■ PROBLEM STATEMENT: Reproduce the records below; each should match the original exactly.

Top of SUPPLIED ENTRIES

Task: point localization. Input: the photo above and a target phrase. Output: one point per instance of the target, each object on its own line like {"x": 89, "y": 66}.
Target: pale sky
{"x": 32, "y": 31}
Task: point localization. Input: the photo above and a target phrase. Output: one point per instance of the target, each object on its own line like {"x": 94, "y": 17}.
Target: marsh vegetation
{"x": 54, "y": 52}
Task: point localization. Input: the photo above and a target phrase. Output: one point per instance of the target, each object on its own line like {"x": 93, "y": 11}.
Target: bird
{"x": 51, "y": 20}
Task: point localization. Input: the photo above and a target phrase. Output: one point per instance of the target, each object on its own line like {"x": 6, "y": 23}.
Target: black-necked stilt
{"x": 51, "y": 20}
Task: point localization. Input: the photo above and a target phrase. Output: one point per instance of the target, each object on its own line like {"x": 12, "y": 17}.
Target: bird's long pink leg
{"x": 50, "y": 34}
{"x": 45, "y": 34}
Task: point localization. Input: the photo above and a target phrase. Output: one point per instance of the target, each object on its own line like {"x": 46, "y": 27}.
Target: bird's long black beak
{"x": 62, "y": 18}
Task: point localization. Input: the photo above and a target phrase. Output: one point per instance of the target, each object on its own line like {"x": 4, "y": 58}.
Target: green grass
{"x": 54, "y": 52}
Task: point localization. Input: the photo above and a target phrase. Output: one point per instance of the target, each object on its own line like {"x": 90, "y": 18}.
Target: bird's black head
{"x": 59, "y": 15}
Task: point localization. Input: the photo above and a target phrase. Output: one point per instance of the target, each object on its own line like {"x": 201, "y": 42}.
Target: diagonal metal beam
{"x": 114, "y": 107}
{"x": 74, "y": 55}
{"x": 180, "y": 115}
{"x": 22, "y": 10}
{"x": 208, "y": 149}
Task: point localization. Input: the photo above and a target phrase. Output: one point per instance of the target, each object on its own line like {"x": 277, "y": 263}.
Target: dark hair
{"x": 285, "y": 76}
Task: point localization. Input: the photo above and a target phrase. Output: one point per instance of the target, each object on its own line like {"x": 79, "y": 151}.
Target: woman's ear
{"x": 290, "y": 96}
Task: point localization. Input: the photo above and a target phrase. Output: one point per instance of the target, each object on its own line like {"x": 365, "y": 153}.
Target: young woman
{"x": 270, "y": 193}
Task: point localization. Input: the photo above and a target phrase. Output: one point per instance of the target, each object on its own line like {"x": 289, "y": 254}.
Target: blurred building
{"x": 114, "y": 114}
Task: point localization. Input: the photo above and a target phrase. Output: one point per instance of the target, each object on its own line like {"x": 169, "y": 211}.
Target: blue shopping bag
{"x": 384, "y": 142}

Bottom of SUPPLIED ENTRIES

■ ANSWER SPACE:
Task: point localization. Input: the photo above and a target phrase. Output: one point per instance of the target, each object on its own line like {"x": 89, "y": 66}.
Target: pale sky
{"x": 32, "y": 31}
Task: point localization. Input: the photo above and a target phrase. Output: one point per instance of the target, each object on its own line like {"x": 94, "y": 17}.
Target: marsh vegetation
{"x": 54, "y": 52}
Task: point localization. Input: the photo above and a target phrase. Output: one point per instance of the target, each object on its own line like {"x": 93, "y": 11}.
Target: bird
{"x": 51, "y": 20}
Task: point localization. Input: the photo above and a target phrase. Output: one point per instance of the target, each object on its own line like {"x": 6, "y": 23}.
Target: black-necked stilt
{"x": 51, "y": 20}
Task: point localization. Input: the photo above and a target phrase. Output: one point per instance of the target, each object on its own line like {"x": 12, "y": 17}.
Target: bird's long pink leg
{"x": 50, "y": 34}
{"x": 45, "y": 34}
Task: point localization. Input: the photo above and a target phrase. Output: one point per instance of the target, each object on its own line like {"x": 46, "y": 27}.
Target: bird's long black beak
{"x": 62, "y": 18}
Task: point localization. Input: the photo above and a target phrase. Output: one point per instance of the target, each object on its own line like {"x": 4, "y": 58}.
Target: green grass
{"x": 54, "y": 52}
Task: point localization. Input: the photo above and a target phrase. Output: one point per instance of the target, each object on its own line like {"x": 90, "y": 18}.
Target: bird's black head
{"x": 59, "y": 15}
Task: point localization. Input: the photo above and a target phrase. Output: one point per instance of the target, each object on its own line like {"x": 201, "y": 42}.
Target: diagonal metal beam
{"x": 114, "y": 107}
{"x": 74, "y": 55}
{"x": 180, "y": 115}
{"x": 22, "y": 10}
{"x": 208, "y": 149}
Task: point localization. Input: the photo above and a target phrase. Output: one point per instance of the target, each object on its own line like {"x": 277, "y": 263}.
Target: dark hair
{"x": 285, "y": 76}
Task: point localization. Input: the photo above and a target phrase. Output: one point per instance of the target, each object on its own line like {"x": 79, "y": 151}.
Target: woman's ear
{"x": 290, "y": 96}
Task: point localization. Input: the photo above and a target phrase. Output: one point per instance of the target, each object on its own line like {"x": 365, "y": 153}.
Target: young woman
{"x": 270, "y": 193}
Task: point localization. Input: the photo above and a target phrase. Output: one point per instance of the target, each object on its own line like {"x": 289, "y": 254}.
Target: blurred building
{"x": 114, "y": 114}
Task: point localization. Input: the photo above and a target phrase. Output: one point per instance of the target, each object on its own line like {"x": 169, "y": 211}.
Target: blue shopping bag
{"x": 384, "y": 142}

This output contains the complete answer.